Stated task 1:
In the FOB thread, which person does ont.deerhunter say will help with any problems in your setup?

Document excerpt:
+ + + + + + +
# FOB's



## ace7038 (May 27, 2007)

I use them all the time. They are great! So is their customer service. Not for everyone, as I have read in the forums, but definitely worth a try. Way easier to fletch a dozen arrows than any other fletching.


----------



## MJewell (Nov 24, 2007)

I have shot them before and liked them, great in the wind. Looking forward to once again shooting them this year. Paul is an great guy to deal with. If you have an problem tuning your bow to them just PM him and he help you though it.

Matt


----------



## ont.deerhunter (Mar 26, 2004)

*fobs*

I have used them for four years now and love them! I use them for hunting and if they were a little lighter or I had a little longer draw I would be shooting them for 3d as well. Paul Morris is a super guy and will help you with any problems that may arise in your set up. Give them a try in the wind at 50 or 60 yds and compare them to vanes or feathers you will be amazed.:smile:


----------



## TobaBow (Feb 19, 2005)

Are they affected by cold temps,say november bowhunting?

Thanks again, Dereck


----------



## SARASR (Oct 30, 2009)

I've been shooting FOBs for the past year with no problems with the cold,
theoretically cold air is more dense which would give them more control
but that at archery ranges is probally stretching things a bit I'm in Ma and had temps round bout 20 degrees while shooting with no issue other than my desire to be next to the coal stove
Fobs are great!


----------



## Maxtor (Jan 7, 2007)

I used them this past season for deer hunting and really liked them. Shot two nice bucks with them. I've also been using them a tiny bit for 3D lately too and may shoot them more often once the outdoor 3D kicks off.


----------



## onmedic (May 23, 2004)

Yes i have used fobs. Also on youtube under fob bear, i have a video of a bear being taken with fobs, it was also on starrflight.com but not sure about now, haven't seen it in awhile.


----------



## TobaBow (Feb 19, 2005)

Thanks guys for posting. I wonder if fobs will work with my apa twister rest? if not my tt shakyhunter should do.
+ + + + + + +
Records to use:
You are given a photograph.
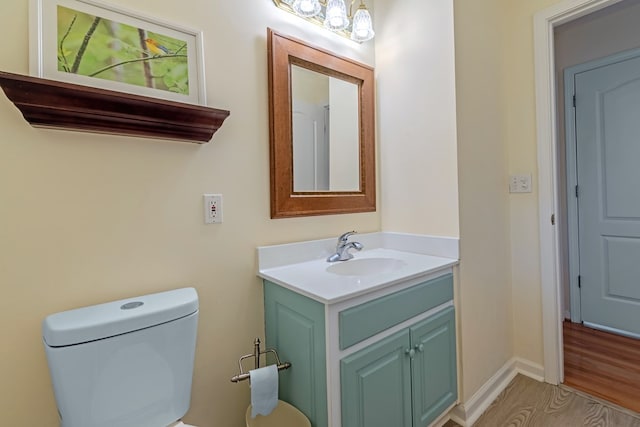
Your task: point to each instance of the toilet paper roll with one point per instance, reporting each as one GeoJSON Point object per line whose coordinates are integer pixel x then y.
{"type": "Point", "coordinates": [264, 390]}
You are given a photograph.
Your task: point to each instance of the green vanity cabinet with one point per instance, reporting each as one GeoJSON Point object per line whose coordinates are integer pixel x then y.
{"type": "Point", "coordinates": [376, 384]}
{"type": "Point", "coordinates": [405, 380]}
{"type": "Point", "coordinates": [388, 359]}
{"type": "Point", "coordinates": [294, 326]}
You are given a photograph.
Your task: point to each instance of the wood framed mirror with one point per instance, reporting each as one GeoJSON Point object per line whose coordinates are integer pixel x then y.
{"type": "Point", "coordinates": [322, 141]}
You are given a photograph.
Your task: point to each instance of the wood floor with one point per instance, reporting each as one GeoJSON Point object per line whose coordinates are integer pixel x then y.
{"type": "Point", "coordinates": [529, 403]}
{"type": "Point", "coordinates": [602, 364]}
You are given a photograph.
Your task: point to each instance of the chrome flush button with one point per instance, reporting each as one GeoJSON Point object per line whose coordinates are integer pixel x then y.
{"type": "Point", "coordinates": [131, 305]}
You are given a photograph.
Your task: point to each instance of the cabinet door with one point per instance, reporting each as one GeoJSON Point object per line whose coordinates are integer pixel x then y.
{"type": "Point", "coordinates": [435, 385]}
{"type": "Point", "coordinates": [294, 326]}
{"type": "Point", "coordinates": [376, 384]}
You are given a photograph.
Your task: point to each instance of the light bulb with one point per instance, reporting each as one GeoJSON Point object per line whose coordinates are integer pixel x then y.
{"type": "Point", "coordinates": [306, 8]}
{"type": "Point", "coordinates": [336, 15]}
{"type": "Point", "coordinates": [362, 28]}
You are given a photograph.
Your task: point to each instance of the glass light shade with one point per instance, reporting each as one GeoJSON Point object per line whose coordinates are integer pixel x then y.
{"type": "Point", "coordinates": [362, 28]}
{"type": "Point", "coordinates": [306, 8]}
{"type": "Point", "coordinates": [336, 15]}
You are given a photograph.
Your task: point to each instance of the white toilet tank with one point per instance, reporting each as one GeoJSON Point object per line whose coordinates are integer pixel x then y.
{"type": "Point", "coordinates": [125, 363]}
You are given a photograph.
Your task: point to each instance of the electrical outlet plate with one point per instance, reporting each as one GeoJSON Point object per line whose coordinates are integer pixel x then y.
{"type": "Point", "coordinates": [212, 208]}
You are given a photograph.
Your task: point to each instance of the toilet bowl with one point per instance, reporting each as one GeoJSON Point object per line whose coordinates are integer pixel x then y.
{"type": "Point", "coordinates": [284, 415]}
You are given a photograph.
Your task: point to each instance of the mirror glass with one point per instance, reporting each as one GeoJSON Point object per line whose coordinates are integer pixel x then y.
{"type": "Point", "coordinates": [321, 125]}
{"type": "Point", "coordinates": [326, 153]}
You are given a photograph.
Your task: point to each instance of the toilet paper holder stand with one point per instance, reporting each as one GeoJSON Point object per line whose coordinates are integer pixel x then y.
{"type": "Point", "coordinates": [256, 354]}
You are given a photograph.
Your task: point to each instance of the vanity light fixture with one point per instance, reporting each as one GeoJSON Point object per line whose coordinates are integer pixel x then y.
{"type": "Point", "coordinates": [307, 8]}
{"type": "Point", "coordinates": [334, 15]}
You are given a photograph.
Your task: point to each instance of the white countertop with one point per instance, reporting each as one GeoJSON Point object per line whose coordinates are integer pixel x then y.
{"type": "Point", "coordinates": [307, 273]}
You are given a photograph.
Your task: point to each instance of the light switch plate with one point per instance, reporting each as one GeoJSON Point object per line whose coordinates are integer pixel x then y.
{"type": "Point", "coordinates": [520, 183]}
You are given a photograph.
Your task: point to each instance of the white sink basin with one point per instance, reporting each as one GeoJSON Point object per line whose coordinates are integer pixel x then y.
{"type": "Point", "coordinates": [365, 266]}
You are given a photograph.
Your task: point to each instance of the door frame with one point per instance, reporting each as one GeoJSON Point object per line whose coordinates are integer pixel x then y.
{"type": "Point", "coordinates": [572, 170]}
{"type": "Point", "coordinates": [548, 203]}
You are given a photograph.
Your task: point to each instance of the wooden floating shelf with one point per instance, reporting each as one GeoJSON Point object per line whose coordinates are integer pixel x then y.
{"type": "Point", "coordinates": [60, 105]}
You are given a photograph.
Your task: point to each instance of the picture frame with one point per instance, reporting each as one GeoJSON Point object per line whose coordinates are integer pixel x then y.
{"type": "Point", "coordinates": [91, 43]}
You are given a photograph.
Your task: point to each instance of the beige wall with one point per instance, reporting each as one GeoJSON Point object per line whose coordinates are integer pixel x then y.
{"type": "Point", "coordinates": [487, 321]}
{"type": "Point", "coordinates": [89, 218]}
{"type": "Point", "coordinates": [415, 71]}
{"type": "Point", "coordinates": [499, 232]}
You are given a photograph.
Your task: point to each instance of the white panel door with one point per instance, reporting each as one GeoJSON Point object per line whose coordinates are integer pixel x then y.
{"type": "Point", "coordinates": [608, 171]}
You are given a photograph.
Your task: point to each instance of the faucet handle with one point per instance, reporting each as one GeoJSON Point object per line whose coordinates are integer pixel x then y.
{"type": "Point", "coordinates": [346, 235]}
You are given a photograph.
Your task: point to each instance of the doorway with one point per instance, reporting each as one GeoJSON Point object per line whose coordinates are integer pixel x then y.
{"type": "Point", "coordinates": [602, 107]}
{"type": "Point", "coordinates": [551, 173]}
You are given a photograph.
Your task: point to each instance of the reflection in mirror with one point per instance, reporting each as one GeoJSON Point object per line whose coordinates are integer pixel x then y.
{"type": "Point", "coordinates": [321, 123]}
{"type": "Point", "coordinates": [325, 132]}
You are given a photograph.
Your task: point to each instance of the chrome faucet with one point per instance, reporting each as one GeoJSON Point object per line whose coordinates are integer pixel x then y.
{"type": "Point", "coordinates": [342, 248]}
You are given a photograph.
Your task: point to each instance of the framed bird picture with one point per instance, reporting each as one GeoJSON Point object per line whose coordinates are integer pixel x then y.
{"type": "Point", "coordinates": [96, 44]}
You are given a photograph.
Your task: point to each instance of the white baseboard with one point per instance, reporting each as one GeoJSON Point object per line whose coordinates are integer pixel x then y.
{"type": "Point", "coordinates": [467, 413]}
+ + + + + + +
Stated task 2:
List every line of the entries that contains the word "glass".

Solution 1:
Paul Morris.

Solution 2:
Your task: point to each instance of the glass light shade with one point per instance, reporting each as one GeoJSON Point object per line whose coordinates are integer pixel x then y.
Your task: point to each instance of the mirror glass with one point per instance, reporting each as one GeoJSON Point object per line whose coordinates are integer pixel x then y.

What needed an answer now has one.